Objective ->
Below, starting at the row that holds "Category: eyeglasses" and running through the last row, write out every row, that one included, as a numbered list, skipping any blank lines.

------------------------------------------------------------------------

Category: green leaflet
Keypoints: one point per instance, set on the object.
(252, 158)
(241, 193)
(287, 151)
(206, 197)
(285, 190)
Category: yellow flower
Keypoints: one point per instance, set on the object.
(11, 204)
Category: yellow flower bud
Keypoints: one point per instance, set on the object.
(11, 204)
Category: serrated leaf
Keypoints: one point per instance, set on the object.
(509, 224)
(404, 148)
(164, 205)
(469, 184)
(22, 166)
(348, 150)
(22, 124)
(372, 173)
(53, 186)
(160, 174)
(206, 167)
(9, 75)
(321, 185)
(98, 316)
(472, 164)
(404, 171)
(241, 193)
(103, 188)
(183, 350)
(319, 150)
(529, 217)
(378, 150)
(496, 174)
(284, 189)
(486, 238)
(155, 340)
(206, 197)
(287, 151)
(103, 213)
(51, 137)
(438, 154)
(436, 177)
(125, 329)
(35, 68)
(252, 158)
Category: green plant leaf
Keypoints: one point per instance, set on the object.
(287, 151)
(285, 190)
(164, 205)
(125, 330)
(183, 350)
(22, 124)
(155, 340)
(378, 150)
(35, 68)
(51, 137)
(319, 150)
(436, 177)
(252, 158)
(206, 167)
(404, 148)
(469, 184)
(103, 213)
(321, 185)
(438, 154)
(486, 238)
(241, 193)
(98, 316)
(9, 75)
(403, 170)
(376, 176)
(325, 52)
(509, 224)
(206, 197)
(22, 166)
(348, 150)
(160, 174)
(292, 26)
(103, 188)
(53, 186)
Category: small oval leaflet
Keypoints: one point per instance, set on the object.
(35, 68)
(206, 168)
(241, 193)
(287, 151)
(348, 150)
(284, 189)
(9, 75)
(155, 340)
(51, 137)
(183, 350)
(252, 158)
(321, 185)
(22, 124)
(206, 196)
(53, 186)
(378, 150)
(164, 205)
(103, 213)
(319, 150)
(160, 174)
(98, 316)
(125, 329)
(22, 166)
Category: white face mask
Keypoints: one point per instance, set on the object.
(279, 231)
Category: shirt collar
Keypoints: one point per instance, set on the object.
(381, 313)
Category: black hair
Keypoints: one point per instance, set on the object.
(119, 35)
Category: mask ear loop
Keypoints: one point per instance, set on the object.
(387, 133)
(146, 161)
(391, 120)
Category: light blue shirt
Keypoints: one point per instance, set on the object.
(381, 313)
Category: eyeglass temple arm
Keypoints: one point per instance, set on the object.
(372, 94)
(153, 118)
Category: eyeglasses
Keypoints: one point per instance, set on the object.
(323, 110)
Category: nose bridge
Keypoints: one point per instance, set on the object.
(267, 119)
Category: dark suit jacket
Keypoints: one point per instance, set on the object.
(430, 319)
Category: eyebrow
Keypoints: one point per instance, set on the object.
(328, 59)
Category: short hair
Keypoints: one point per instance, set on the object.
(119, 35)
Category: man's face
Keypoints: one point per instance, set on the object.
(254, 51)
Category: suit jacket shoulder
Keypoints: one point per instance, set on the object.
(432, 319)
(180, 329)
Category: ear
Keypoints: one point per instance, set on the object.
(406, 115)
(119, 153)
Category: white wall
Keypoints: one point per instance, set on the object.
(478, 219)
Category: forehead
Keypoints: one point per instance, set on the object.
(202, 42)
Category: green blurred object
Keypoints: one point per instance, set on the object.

------------------------------------------------------------------------

Exercise result ->
1. Category: eyeglasses
2. Keypoints: one point per instance, set on the object.
3. (323, 110)
4. Category: nose bridge
5. Keypoints: one point per instance, set on the object.
6. (267, 119)
7. Category: dark suit jacket
8. Keypoints: one point per instance, set on the object.
9. (430, 319)
10. Category: eyebrow
11. Keypoints: one point per instance, set on the object.
12. (328, 59)
13. Category: short hair
14. Keypoints: one point per instance, set on the object.
15. (119, 35)
16. Category: man's face
17. Keypoints: one point per instance, set on the object.
18. (254, 51)
19. Category: suit jacket shoulder
20. Keypoints: one point per instance, set on the object.
21. (432, 319)
22. (180, 329)
23. Category: ear
24. Keypoints: one point per instance, set on the object.
25. (406, 115)
26. (119, 153)
27. Category: white wall
28. Keypoints: one point per instance, set on the object.
29. (478, 219)
30. Category: forehead
31. Keypoints: one point per instance, set on the object.
32. (202, 42)
33. Category: green blurred object
34. Keypoints: one point per instance, set on the object.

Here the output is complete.